▸ **Your goal**: Lines before the one containing "# set a point on each instance of the white lamp" are left out; that line and every line after it, through the end of the records, are to be reproduced exactly.

━━━━━━━━━━━━━━━━━━━━━━━━━━━━━━

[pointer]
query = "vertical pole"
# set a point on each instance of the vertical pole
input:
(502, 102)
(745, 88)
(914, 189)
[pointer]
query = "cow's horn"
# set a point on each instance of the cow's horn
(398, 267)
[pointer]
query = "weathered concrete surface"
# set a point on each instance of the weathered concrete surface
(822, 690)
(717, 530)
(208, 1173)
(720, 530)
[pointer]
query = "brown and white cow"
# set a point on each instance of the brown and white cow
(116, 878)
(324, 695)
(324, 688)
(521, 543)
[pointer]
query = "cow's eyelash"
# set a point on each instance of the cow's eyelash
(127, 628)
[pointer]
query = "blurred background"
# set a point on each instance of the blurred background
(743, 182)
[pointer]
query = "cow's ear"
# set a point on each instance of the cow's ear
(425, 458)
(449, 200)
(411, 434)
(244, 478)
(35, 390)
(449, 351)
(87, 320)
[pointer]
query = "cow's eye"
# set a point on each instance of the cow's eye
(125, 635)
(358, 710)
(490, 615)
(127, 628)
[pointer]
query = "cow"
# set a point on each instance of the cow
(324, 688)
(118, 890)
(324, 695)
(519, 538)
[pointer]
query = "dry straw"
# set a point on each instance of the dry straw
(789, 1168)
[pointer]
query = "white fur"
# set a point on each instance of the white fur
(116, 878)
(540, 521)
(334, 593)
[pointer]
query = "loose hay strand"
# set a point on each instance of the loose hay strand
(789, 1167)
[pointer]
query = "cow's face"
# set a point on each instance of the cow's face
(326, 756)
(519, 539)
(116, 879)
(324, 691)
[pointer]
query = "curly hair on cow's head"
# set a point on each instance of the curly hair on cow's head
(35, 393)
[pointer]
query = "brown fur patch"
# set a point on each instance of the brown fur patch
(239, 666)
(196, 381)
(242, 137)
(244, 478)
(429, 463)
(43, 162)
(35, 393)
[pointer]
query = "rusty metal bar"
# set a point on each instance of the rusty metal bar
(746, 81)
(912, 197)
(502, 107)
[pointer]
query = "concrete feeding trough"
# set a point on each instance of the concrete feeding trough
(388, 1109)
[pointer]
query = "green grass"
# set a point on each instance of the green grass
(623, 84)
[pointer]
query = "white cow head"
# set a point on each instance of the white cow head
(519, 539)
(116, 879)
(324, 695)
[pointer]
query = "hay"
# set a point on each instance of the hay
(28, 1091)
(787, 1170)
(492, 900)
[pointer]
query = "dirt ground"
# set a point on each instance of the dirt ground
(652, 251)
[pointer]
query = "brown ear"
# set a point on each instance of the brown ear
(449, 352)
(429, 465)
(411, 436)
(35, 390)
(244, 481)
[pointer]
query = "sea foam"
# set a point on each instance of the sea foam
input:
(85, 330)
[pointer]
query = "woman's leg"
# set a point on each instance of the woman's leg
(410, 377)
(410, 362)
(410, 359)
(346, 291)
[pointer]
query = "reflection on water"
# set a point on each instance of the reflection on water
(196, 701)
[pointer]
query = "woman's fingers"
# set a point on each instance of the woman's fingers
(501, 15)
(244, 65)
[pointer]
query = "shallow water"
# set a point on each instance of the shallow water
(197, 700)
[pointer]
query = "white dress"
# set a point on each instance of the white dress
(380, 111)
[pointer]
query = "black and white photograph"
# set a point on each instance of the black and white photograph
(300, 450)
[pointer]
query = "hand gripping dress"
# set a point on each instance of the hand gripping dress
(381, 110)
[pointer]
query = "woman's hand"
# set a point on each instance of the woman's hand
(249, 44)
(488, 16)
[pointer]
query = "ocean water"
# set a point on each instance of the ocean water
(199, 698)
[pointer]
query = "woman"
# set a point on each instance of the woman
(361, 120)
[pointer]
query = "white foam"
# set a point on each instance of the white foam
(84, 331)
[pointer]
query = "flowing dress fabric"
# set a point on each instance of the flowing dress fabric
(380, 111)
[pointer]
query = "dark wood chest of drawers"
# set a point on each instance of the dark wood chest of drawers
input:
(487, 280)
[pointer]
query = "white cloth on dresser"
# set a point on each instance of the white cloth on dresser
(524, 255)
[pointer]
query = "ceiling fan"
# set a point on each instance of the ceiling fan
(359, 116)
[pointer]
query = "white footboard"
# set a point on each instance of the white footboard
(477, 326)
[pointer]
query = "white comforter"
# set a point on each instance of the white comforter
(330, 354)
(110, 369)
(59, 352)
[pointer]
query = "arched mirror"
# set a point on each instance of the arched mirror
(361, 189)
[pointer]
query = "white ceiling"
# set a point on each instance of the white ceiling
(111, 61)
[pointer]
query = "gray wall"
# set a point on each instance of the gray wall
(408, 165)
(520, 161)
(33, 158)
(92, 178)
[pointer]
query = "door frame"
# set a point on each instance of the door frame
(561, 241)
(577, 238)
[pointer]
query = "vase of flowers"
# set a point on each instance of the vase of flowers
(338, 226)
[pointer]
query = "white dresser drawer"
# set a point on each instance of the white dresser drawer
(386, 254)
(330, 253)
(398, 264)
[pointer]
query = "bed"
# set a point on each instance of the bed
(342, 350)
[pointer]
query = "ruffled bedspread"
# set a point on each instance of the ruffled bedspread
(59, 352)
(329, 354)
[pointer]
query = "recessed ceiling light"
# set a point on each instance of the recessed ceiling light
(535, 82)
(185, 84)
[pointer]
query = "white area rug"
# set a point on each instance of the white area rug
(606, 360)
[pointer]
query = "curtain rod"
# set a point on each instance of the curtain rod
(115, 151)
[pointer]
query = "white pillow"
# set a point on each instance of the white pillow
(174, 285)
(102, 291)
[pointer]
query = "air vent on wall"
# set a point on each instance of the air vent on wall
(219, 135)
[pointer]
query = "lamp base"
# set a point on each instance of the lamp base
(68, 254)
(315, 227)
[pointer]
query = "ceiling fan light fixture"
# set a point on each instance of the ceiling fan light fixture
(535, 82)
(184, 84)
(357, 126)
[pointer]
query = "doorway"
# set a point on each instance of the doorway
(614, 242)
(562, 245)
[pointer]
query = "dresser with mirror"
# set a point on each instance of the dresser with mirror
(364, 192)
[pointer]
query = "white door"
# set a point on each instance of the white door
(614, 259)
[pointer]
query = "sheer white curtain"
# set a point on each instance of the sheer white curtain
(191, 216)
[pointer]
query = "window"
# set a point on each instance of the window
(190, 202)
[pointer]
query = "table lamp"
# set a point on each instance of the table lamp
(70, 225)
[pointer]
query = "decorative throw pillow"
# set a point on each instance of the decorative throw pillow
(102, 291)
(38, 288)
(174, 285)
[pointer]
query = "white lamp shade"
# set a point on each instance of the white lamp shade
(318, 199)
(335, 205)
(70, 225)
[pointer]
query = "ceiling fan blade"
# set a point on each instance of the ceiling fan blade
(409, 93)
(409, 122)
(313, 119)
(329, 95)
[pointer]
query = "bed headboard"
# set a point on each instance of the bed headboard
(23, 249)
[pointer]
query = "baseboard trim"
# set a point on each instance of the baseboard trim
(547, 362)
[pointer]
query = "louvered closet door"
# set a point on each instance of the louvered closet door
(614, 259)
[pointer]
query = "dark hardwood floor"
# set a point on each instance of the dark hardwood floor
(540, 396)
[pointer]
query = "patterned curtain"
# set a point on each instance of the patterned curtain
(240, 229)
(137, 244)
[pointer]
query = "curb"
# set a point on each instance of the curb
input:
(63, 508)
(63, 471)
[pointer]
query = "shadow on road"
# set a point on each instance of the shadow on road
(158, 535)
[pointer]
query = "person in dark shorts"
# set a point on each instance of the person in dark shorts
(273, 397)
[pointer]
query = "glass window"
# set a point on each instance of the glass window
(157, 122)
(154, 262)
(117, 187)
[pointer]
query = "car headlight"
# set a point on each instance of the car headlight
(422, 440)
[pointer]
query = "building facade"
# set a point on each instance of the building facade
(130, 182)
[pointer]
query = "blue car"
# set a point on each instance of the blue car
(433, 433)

━━━━━━━━━━━━━━━━━━━━━━━━━━━━━━

▸ **Output below**:
# set a point on each instance of the white lamp shade
(318, 199)
(335, 205)
(70, 225)
[pointer]
query = "ceiling fan blade"
# set a point on each instance of the ceiling fan blade
(409, 93)
(409, 122)
(313, 119)
(329, 95)
[pointer]
query = "bed headboard"
# set a point on each instance of the bed headboard
(23, 249)
[pointer]
query = "baseboard trim"
# set a point on each instance of the baseboard trim
(547, 362)
[pointer]
query = "louvered closet door"
# set a point on each instance of the louvered closet door
(614, 259)
[pointer]
query = "dark hardwood floor"
# set a point on each instance of the dark hardwood floor
(540, 396)
[pointer]
query = "patterned curtain"
# set a point on each instance of the patterned curtain
(240, 229)
(137, 244)
[pointer]
query = "curb"
# set a point on each instance of the curb
input:
(63, 508)
(63, 471)
[pointer]
query = "shadow on road"
# set a point on each instance of the shadow on road
(158, 535)
[pointer]
query = "person in dark shorts"
# set a point on each instance of the person in dark shorts
(273, 397)
[pointer]
query = "glass window"
# set a point on each instance of the glass window
(157, 122)
(154, 262)
(117, 187)
[pointer]
query = "car headlight"
# set a point on each instance of the car headlight
(422, 440)
[pointer]
query = "building facade"
# set a point on each instance of the building facade
(130, 182)
[pointer]
query = "blue car"
# set a point on each instance of the blue car
(433, 433)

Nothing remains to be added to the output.